— Given passage —
Now it's time to modify the webhook to complete the whole app.
Open your glitch.com webhook URL created earlier, and after the code snippet in app.js:
// message received! 
console.log(req.body["entry"][0]["changes"][0]["value"]["messages"][0]["text"]["body"]);
add the code below - remember to change , which needs to be publicly visible, to the IP of the server where your Llama 2 enabled web app in the previous section runs:
  let url = "http://<web server public IP>:5000/msgrcvd?message=" + 
    req.body["entry"][0]["changes"][0]["value"]["messages"][0]["text"]["body"]
  axios.get(url)
    .then(response => {
      console.log(response.data);
    })
    .catch(error => {
      console.error('Axios error:', error);
    });
The code simply forwards the user message received by the WhatsApp Cloud Platform to the Llama 2 enabled web app llama_chatbot.py described in the previous section. Because the functionality of calling the WhatsApp Cloud API to send  a message has been implemented in the send_text_message in Python above, you can comment out the whole following code snippet in the original app.js:
  '// info on WhatsApp text message payload: https://developers.facebook.com/docs/whatsapp/cloud-api/webhooks/payload-examples#text-messages
  if (req.body.object) {
    ...

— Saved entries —
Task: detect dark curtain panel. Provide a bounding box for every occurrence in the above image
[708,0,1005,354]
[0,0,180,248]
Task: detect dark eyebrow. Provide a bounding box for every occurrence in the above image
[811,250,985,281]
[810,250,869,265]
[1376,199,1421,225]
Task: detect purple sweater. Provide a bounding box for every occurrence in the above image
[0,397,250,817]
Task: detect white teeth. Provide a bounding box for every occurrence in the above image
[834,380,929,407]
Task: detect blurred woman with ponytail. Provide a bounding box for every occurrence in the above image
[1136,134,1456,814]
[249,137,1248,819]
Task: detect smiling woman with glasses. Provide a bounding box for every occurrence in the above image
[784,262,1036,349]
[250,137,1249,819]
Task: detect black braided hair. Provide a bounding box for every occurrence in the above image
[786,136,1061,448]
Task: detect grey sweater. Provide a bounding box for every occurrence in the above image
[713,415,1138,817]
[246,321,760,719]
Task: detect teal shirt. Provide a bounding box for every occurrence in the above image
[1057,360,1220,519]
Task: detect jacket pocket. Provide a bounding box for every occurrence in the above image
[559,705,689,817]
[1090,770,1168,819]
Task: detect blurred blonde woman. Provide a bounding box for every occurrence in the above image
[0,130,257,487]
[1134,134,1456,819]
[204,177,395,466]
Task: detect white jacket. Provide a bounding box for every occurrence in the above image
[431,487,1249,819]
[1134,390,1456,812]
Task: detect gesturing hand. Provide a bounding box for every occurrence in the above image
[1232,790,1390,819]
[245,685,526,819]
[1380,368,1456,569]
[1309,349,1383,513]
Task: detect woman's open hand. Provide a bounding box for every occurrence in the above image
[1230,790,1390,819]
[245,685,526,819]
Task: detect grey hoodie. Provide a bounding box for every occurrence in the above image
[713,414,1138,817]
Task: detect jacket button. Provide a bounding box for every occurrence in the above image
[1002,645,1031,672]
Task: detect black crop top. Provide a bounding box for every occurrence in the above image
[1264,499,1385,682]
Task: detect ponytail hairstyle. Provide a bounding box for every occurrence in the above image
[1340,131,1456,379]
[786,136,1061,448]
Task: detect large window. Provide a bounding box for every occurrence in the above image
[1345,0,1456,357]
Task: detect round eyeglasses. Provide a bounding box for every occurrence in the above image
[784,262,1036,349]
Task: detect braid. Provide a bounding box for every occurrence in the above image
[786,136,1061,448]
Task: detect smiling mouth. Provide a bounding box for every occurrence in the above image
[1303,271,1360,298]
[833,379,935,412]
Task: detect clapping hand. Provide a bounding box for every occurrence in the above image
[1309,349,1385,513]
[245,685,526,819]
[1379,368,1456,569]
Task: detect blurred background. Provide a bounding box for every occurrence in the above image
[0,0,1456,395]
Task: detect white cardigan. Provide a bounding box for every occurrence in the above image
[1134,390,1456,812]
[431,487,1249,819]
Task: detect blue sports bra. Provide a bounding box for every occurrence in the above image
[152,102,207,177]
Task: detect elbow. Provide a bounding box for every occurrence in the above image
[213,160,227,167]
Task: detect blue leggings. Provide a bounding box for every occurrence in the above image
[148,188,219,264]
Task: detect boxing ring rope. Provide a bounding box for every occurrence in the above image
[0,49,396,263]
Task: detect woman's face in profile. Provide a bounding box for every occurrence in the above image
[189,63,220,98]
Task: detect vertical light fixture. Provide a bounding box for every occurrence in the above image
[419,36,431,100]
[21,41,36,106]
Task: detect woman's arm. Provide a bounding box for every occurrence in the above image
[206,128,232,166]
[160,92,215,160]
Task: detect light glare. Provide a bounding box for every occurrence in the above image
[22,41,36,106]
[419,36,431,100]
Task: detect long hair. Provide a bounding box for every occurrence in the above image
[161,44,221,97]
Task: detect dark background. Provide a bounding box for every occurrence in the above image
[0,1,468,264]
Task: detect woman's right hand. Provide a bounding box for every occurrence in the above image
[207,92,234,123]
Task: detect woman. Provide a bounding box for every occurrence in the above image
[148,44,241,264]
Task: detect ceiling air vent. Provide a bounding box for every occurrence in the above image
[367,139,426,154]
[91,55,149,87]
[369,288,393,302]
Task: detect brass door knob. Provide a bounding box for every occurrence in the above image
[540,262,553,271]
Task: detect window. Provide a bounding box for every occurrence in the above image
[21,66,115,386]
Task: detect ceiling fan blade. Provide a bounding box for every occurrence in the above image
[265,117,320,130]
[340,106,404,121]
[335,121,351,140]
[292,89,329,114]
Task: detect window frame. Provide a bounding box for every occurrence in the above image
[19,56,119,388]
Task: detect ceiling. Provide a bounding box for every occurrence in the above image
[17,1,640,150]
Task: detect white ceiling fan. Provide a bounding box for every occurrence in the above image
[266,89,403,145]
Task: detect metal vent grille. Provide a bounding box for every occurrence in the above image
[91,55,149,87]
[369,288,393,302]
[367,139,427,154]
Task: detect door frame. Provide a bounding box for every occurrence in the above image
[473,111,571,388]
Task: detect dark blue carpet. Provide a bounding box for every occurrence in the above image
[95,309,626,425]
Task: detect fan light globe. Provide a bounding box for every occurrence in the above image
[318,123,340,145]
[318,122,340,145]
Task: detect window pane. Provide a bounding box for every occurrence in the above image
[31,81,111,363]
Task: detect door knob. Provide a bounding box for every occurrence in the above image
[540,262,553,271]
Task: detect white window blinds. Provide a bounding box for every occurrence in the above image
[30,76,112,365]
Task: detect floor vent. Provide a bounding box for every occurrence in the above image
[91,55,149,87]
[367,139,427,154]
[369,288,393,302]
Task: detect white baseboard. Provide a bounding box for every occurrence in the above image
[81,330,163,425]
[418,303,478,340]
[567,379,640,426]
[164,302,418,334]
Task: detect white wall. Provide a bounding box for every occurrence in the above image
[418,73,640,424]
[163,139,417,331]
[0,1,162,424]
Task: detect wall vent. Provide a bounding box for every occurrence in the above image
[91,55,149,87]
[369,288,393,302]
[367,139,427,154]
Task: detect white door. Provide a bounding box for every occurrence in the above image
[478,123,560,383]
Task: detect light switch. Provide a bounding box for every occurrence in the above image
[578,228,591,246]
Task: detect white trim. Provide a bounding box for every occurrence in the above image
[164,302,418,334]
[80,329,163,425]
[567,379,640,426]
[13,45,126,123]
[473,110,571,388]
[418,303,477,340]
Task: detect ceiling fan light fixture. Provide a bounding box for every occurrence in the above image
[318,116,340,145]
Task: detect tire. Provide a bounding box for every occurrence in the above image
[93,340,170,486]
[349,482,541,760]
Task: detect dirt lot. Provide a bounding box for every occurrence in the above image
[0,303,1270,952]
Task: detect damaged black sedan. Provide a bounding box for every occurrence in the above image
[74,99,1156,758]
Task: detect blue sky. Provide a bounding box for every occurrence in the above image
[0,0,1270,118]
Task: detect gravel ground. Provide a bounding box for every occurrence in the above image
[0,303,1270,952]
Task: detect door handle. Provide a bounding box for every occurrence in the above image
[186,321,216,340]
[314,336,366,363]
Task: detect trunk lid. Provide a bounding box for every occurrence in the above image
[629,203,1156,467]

— Action item A —
In the webhook walkthrough, list in order the quoted string keys in the path the code uses to read the incoming message body.
— Action item B —
According to the webhook walkthrough, which Python function already sends a message through the WhatsApp Cloud API?
— Action item C —
Extend the webhook walkthrough from where it stops.

— Output A —
entry, changes, value, messages, text, body

— Output B —
send_text_message

— Output C —
  }    
Note: It's possible and even recommended to implement a webhook in Python and call the Llama directly inside the webhook, instead of making an HTTP request, as the JavaScript code above does, to a Python app which calls Llama and sends the answer to WhatsApp.
On your web server, run the following command on a Terminal:
gunicorn -b 0.0.0.0:5000 llama_chatbot:app
If you use Amazon EC2 as your web server, make sure you have port 5000 added to your EC2 instance's security group's inbound rules. Write down your web server's public IP, update the URL below with it, then open the URL in a browser to verify you can see the answer sent to your WhatsApp app, as well as shown in the browser:
http://<web server public IP>:5000/msgrcvd?message=who%20wrote%20the%20book%20godfather
Now you can open your WhatsApp app, enter a question and receive the Llama 2's answer shortly, as shown in the demo video in the beginning of this post.